What you need to do - Locate every line in the data below that contains the word "window". Copy each of those lines in the order it appears.

Available records -
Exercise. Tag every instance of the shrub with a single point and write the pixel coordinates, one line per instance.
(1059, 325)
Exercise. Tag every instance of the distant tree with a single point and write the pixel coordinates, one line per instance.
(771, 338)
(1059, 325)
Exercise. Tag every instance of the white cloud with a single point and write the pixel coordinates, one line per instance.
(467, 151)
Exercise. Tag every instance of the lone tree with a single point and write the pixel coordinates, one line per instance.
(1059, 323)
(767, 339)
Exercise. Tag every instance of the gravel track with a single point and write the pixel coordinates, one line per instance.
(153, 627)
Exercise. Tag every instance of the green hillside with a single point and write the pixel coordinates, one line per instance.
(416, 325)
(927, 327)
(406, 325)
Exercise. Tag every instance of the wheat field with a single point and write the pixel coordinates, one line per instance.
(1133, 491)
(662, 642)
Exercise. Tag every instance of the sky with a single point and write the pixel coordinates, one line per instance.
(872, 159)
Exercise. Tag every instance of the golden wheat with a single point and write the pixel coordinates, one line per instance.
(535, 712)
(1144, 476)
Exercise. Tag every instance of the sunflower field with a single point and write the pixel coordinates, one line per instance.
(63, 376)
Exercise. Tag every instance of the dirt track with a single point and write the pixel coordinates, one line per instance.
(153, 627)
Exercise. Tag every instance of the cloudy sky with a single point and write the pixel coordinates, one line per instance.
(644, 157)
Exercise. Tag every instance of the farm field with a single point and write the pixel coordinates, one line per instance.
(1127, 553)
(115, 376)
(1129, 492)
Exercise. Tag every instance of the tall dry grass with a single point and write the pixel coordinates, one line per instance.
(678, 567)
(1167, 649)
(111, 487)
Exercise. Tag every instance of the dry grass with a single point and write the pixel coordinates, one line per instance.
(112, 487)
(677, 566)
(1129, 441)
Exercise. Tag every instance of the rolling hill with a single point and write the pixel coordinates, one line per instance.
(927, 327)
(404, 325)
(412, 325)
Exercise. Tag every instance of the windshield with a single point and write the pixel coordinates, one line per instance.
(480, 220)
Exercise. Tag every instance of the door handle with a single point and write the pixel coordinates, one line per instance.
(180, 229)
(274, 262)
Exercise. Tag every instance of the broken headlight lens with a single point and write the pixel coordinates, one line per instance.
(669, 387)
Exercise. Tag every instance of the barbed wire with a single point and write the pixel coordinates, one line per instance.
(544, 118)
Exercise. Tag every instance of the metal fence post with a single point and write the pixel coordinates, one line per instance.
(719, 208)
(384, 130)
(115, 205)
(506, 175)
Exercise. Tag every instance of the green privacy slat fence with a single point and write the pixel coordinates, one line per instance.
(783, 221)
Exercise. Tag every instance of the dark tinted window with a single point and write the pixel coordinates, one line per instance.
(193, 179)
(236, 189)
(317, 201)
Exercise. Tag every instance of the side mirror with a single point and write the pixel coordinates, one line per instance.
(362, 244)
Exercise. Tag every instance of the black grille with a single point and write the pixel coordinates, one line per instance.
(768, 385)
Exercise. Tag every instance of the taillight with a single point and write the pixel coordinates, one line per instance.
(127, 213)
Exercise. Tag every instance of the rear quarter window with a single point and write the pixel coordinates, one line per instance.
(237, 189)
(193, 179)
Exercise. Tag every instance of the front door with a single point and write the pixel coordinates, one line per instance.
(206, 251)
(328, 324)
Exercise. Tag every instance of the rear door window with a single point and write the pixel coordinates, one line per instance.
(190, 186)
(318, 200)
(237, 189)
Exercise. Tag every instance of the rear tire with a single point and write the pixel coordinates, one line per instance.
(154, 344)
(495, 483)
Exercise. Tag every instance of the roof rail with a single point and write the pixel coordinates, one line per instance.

* * *

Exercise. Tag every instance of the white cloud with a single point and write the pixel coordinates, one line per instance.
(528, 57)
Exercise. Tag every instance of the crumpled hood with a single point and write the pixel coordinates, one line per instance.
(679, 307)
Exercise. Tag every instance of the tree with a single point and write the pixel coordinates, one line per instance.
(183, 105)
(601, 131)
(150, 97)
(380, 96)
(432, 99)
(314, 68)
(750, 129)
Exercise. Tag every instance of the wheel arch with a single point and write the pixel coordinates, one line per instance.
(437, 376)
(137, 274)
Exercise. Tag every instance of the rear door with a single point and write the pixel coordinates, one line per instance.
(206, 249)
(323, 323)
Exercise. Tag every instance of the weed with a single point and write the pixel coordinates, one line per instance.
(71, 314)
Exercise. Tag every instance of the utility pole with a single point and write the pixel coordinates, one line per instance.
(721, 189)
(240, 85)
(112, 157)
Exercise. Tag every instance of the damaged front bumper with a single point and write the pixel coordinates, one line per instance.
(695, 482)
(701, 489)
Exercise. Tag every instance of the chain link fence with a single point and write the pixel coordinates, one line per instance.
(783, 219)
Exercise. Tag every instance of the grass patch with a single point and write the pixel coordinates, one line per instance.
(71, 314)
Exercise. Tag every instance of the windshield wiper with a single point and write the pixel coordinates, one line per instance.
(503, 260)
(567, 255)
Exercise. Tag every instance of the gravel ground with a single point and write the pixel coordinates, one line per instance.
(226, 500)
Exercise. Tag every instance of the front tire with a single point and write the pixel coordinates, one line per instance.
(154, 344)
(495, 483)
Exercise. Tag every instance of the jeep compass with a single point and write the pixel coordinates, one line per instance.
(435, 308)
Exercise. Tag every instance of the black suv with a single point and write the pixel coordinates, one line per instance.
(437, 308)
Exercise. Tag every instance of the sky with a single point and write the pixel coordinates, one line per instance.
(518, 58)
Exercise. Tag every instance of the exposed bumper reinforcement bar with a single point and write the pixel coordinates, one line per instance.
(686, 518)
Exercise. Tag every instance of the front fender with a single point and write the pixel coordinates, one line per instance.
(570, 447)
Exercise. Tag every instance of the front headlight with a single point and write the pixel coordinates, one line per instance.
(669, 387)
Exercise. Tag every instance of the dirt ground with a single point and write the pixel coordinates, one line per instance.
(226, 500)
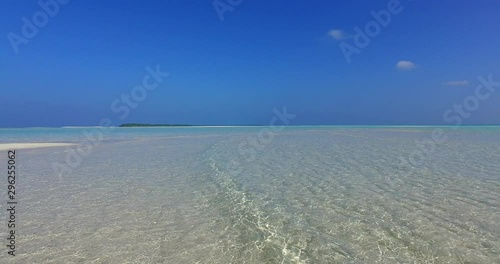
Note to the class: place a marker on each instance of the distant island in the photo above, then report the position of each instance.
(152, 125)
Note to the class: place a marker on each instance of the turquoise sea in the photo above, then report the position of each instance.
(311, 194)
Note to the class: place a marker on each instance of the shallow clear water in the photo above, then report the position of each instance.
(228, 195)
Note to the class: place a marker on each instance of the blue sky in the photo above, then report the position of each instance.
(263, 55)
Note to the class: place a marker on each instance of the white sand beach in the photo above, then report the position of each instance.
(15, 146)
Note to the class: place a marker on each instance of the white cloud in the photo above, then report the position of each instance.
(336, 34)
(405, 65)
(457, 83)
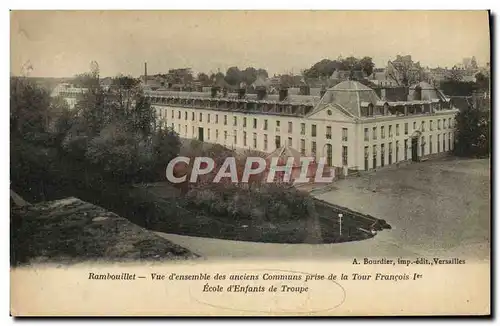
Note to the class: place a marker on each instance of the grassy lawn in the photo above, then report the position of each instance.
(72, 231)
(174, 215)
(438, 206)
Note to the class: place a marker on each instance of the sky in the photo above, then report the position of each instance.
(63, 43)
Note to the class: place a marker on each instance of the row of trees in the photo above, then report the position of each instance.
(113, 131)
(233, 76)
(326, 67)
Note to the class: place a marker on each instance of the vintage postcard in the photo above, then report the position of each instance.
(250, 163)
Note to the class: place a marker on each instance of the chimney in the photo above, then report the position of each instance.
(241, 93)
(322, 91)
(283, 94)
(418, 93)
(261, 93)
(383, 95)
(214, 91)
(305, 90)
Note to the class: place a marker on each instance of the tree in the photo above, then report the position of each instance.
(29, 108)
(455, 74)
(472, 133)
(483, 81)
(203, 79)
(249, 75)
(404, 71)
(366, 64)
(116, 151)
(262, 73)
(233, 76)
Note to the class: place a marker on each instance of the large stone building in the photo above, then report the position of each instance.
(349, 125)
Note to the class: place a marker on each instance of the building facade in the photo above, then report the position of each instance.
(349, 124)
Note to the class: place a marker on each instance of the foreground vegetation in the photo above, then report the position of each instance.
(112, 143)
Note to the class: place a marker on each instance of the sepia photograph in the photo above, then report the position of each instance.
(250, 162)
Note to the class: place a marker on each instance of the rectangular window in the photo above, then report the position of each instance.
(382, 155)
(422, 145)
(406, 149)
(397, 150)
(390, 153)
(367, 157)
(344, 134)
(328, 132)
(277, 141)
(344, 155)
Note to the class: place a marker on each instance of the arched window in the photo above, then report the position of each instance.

Exercise answer -
Exercise. Tag every instance of the dark tinted window with a single point and write the pixel coordinates, one line per instance.
Exercise. Tag every instance of the rear quarter window with a single point and write the pixel coordinates, one line per instance.
Exercise. Tag every instance of the rear door window with a single point and write the pixel coordinates, one line per instance.
Note to the class: place a marker on each instance of the rectangular window in the photo above, then report the position of each instance.
Note to the class: place a marker on each instance of the arched window in the photo above, then report the position of each instance.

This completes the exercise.